Job: Print the lines of the records exactly, from the line containing "headboard visible in" through the line containing "[245, 234, 490, 342]", with both of those lines included.

Image records on named regions:
══════════════════════════════

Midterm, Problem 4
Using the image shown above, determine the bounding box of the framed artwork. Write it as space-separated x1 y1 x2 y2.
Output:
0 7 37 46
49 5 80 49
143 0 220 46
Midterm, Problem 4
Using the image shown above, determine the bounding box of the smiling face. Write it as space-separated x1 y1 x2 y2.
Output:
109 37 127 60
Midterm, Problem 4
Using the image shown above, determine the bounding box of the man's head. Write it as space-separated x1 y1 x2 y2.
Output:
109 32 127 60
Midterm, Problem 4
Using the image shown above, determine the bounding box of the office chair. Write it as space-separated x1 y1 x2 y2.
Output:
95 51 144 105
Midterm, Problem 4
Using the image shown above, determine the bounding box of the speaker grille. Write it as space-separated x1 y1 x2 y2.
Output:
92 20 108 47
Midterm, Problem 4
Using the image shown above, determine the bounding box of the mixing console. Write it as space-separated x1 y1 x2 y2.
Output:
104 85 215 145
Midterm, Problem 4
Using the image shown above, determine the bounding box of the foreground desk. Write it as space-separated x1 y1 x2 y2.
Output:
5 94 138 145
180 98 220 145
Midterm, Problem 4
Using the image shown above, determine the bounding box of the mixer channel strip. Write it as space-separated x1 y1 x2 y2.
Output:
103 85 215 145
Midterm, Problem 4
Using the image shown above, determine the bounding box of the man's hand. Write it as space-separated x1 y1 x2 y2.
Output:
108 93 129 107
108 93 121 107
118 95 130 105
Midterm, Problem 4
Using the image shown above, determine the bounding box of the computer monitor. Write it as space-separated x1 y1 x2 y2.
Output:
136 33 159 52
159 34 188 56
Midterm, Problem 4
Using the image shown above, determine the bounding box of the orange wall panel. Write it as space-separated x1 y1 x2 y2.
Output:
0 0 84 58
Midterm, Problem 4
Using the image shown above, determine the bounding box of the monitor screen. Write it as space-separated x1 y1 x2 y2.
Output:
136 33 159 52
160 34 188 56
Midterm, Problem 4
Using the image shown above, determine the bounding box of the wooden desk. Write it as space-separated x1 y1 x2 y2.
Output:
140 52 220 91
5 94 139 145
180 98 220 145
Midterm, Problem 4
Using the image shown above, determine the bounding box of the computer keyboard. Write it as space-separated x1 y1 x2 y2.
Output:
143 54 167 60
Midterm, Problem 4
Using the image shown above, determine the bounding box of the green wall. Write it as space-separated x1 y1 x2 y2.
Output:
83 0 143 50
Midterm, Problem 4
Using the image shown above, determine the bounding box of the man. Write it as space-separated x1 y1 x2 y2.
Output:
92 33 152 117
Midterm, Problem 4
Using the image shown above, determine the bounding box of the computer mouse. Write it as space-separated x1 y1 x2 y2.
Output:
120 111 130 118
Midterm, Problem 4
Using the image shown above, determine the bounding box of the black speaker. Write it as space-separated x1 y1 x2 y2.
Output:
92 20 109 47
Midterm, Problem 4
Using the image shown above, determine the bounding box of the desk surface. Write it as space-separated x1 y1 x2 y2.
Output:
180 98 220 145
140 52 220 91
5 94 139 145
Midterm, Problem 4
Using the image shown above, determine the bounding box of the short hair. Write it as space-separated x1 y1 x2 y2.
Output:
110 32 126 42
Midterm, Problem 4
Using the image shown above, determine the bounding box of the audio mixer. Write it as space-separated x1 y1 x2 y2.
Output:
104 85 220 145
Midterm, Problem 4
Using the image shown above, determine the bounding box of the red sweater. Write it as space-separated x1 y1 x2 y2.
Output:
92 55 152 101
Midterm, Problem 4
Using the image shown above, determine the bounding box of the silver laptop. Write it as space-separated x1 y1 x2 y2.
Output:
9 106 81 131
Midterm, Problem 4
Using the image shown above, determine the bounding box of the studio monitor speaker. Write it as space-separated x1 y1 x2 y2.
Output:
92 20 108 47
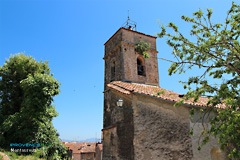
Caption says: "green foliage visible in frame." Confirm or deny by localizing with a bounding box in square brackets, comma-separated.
[135, 41, 151, 59]
[158, 2, 240, 158]
[0, 54, 65, 157]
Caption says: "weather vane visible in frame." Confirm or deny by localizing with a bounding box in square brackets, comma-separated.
[122, 10, 137, 31]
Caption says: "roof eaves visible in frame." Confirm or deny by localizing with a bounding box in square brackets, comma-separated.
[133, 92, 203, 109]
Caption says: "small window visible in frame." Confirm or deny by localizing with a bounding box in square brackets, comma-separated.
[111, 61, 116, 81]
[137, 57, 146, 76]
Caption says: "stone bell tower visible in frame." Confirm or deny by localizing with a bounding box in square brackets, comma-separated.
[103, 27, 159, 87]
[102, 24, 159, 160]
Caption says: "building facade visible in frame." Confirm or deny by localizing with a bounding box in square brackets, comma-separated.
[103, 28, 225, 160]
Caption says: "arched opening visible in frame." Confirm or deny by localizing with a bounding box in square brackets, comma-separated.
[137, 57, 146, 76]
[111, 61, 116, 81]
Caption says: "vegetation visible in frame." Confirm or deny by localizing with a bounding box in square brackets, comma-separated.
[158, 2, 240, 158]
[0, 54, 66, 159]
[135, 41, 151, 58]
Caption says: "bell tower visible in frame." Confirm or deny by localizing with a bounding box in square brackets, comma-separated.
[103, 27, 159, 88]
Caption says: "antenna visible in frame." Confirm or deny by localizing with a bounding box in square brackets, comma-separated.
[122, 10, 137, 31]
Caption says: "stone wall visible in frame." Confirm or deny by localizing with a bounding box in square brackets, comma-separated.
[133, 95, 193, 160]
[190, 110, 228, 160]
[103, 91, 134, 160]
[104, 29, 159, 89]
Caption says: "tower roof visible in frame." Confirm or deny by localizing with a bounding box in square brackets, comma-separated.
[104, 27, 157, 46]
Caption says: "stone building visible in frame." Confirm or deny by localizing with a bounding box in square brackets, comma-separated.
[102, 28, 225, 160]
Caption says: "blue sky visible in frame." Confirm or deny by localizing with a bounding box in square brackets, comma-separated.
[0, 0, 236, 140]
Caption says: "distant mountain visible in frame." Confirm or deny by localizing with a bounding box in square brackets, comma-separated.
[62, 138, 101, 143]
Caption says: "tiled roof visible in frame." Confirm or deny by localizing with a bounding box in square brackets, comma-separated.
[107, 81, 223, 108]
[81, 143, 96, 153]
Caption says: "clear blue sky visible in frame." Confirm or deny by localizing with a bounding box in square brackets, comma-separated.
[0, 0, 236, 140]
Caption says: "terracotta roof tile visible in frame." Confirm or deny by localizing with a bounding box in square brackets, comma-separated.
[107, 81, 224, 108]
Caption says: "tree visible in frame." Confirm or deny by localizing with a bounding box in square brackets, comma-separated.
[158, 2, 240, 158]
[0, 54, 65, 157]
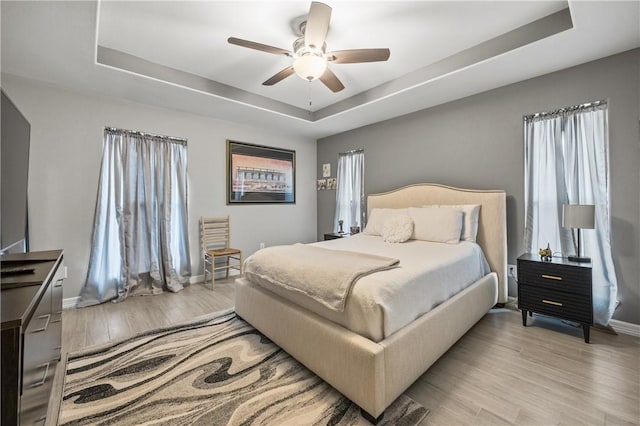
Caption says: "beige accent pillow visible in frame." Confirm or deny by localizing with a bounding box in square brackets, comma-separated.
[423, 204, 480, 243]
[363, 208, 407, 235]
[409, 207, 463, 244]
[382, 214, 413, 243]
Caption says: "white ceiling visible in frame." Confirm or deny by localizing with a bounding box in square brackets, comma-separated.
[0, 0, 640, 138]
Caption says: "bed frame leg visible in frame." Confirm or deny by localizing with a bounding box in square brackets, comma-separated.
[360, 408, 384, 425]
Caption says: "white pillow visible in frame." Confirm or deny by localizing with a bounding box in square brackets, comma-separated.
[409, 207, 463, 244]
[382, 214, 413, 243]
[423, 204, 480, 243]
[363, 208, 407, 235]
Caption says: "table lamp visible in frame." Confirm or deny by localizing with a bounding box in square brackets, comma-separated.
[562, 204, 595, 263]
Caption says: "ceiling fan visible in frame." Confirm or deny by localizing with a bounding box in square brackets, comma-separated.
[227, 1, 391, 92]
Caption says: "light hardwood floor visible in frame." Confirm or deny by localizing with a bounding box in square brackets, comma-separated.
[47, 281, 640, 425]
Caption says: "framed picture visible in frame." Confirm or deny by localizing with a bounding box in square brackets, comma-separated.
[327, 178, 337, 189]
[227, 140, 296, 204]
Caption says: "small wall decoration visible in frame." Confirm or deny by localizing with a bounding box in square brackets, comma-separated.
[227, 140, 296, 204]
[538, 244, 553, 262]
[322, 163, 331, 177]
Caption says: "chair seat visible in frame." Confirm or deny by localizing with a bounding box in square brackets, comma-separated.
[207, 247, 240, 256]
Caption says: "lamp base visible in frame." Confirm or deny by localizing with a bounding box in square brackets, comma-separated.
[567, 256, 591, 263]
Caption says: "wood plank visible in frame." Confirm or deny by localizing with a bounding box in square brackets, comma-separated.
[47, 279, 640, 426]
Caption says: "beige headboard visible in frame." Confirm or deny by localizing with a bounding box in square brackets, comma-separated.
[367, 183, 508, 303]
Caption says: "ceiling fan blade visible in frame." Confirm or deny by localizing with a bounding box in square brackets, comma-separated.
[262, 65, 294, 86]
[320, 68, 344, 93]
[227, 37, 292, 56]
[304, 1, 331, 49]
[329, 49, 391, 64]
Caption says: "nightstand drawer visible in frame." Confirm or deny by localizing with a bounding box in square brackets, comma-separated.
[518, 285, 593, 324]
[518, 261, 591, 295]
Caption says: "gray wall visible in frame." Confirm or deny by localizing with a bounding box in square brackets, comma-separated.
[316, 49, 640, 324]
[2, 74, 317, 298]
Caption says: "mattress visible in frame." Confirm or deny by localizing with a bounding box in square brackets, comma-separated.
[245, 234, 490, 342]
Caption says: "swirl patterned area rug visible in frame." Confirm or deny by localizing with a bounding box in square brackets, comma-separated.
[58, 311, 428, 425]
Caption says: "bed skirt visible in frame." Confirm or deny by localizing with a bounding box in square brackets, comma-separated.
[235, 272, 498, 418]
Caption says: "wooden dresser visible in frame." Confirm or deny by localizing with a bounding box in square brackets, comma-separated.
[0, 250, 65, 426]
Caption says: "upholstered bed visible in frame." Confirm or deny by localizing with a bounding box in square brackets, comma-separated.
[236, 184, 507, 419]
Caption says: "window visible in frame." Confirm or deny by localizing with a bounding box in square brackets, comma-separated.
[524, 101, 617, 325]
[333, 149, 365, 232]
[79, 128, 191, 306]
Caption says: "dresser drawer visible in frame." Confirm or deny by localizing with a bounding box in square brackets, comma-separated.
[518, 284, 593, 324]
[518, 261, 591, 295]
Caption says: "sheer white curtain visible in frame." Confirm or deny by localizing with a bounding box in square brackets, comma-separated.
[524, 102, 617, 325]
[333, 150, 364, 232]
[79, 128, 191, 306]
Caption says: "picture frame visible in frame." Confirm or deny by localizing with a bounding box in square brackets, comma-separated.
[227, 140, 296, 205]
[327, 178, 337, 190]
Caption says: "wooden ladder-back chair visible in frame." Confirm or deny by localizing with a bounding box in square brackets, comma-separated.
[200, 216, 242, 289]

══════════════════════════════

Reply to the task:
Caption says: "beige headboard visible in frame." Confirm or deny by localizing with a bounding box in square brackets, comma-separated.
[367, 183, 508, 303]
Caption says: "ceiling fan blade visible in frame." Confirm or deny by localizing with a bounding box in square brackets, comma-separated.
[262, 65, 294, 86]
[320, 68, 344, 93]
[227, 37, 292, 56]
[304, 1, 331, 49]
[329, 49, 391, 64]
Caption says: "nightstand drawer visible in frame." Confirm or deny by localizing with a bounding box in square brackets, comma-separated.
[518, 285, 593, 324]
[518, 261, 591, 295]
Caption says: "gray wall visible in frame." Confirm or deny by localizing with a bounding box in square brackets, comma-separated.
[316, 49, 640, 324]
[2, 74, 317, 298]
Caption says: "mattress visible in frame." Confirm or deny by localizing with a bounding box in square brackets, comma-separated.
[245, 234, 490, 342]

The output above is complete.